» **EXTRACT**:
══════

17 Replies to “Sunday Open Thread: Lean into the Wind”

  1. On yesterday’s thread, someone asked about all of Metro’s annoying loop-de-loops that waste several minutes for through-riders, and tend to not actually save any time for riders at that stop either.

    Tukwila International Boulevard Station is an example where the destination has lots of transfers, but the loop ends up costing time for transfer riders, on the F Line and route 128.

    Olsen-Meyer P&R has a route 60 stop mostly used by residents of Arrowhead Gardens (another example of transit-ruining development). It is not in Arrowhead Gardens, as errantly suggested by googlemaps, but rather a decent walk south of the development. If the choice is between making park&riders walk and making residents of the senior housing complex walk, I would much rather let the parkers walk to a stop in the middle of the senior complex. But, hey, Metro has a legacy bus shelter in the middle of the lot. The stop adds about 5 minutes to everyone else’s trip. The slope on Olson Pl SW makes it difficult to have on-street stops there. The pedestrian situation on Olson is scary. There isn’t much that can be done there, but having the eastbound stop on 2nd Ave SW would better serve most Arrowhead Gardens riders and reduce the detour time for the through riders who far outnumber the riders boarding and alighting there.

    Route 150 has the SKCAC Industries loop.

    Route 106 has a legacy loop through the Mt Baker Transit Center, kind of left over from its glory days as route 38, when it had a most excellent connection to Mt Baker Station.

    Route 101 has a backtrack path to the South Renton Park&Ride that it has to serve all day, instead of going straight between Renton Transit Center and downtown. But then, the Renton City Council is tired of their pedestrian-and-downtown-business-oriented transit center, and wants to kill its downtown by moving all the transfers to a giant park&ride. Really, downtown Renton should just be a series of stops on the way from Kent East Hill and various Renton neighborhoods to the east and south, to Rainier Beach Station, with much better frequency. Ironically, a pork grant from the state legislature is likely going to entomb the planning mistakes on route 101 a few more years, when the Rainier Beach restructure is desperately needed before the convention center One Center City mess hits the point of maximum constraint. I don’t know if I get to pin this one on my illustrious Sen. Hasegawa, or if one of my reps threw this unhelpfulness into the transportation budget.

    I’ve beaten the topic of having bus bays at the far end of the South Kirkland Park & Ride (route 255) instead of on the street to death. I don’t think having the stops in the lot saves riders boarding at the transit-ruining development there any time at all, and costs gobs of former through-ridership.

══════

» **LISTED ENTRIES**:
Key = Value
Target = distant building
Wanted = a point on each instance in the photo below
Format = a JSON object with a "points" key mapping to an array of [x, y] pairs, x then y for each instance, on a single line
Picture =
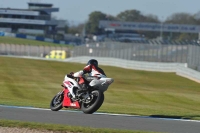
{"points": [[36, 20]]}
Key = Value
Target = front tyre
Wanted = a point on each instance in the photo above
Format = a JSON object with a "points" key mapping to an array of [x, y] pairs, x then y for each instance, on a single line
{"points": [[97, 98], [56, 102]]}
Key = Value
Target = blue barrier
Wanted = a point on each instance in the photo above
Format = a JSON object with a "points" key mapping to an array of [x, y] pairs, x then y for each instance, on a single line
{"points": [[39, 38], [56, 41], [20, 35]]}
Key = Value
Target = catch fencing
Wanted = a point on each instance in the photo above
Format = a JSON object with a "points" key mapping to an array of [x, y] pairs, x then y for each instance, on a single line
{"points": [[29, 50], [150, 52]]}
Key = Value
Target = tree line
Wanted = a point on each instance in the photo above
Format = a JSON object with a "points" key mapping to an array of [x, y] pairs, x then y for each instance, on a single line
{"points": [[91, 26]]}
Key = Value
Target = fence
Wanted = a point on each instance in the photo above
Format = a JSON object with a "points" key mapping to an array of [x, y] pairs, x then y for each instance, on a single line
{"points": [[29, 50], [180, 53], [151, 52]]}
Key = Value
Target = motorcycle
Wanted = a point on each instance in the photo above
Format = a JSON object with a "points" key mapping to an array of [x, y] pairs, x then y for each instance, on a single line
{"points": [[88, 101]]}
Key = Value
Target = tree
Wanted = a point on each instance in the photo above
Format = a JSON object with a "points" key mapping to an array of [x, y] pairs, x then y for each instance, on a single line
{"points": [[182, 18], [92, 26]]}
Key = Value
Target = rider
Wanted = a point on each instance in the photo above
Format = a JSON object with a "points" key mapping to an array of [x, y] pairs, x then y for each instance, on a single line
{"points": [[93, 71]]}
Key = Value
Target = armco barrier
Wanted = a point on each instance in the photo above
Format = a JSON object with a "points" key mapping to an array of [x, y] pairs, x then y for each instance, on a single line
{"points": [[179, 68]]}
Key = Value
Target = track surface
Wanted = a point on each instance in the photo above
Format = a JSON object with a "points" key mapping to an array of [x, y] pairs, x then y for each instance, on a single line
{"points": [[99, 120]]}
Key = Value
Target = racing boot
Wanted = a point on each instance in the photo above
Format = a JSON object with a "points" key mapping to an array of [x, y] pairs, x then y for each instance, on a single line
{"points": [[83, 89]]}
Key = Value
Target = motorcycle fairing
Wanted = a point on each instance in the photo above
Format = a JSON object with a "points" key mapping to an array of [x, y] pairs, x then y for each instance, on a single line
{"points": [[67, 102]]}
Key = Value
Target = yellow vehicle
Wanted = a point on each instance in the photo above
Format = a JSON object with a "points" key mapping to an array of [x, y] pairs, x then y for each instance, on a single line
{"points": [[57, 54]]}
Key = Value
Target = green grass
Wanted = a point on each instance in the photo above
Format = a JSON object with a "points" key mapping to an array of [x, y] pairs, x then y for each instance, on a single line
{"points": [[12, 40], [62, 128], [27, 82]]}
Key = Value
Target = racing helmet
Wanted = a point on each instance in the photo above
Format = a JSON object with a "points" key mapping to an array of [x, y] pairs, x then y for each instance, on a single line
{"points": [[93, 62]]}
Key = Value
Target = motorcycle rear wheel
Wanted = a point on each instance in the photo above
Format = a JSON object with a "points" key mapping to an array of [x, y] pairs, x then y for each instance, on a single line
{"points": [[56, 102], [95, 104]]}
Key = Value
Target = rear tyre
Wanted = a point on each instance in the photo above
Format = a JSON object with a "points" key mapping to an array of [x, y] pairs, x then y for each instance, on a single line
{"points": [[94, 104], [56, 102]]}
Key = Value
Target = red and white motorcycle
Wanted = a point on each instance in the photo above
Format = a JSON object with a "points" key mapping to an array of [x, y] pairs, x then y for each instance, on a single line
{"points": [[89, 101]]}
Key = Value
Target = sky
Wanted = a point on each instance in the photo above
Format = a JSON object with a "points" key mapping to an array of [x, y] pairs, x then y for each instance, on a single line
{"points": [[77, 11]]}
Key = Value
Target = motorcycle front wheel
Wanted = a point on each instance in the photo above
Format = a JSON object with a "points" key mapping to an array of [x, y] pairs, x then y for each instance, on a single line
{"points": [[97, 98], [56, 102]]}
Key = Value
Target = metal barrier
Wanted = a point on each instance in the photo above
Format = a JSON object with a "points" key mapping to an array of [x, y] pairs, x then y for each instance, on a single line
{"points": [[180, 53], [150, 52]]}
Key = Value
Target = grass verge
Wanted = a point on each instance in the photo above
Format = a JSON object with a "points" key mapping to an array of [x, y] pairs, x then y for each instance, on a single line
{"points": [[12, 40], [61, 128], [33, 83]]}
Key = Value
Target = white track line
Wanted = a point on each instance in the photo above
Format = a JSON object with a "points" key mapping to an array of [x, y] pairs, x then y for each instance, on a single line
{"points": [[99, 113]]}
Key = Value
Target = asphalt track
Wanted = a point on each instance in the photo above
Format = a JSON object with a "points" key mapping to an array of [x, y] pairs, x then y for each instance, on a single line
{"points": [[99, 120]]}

══════

Substitute "connecting riders" for "transfer riders" and write out the stretch of the transit thread from "Tukwila International Boulevard" through "and route 128.". The lines have nothing to do with the transit thread.

» **FINISHED TASK**:
Tukwila International Boulevard Station is an example where the destination has lots of transfers, but the loop ends up costing time for connecting riders, on the F Line and route 128.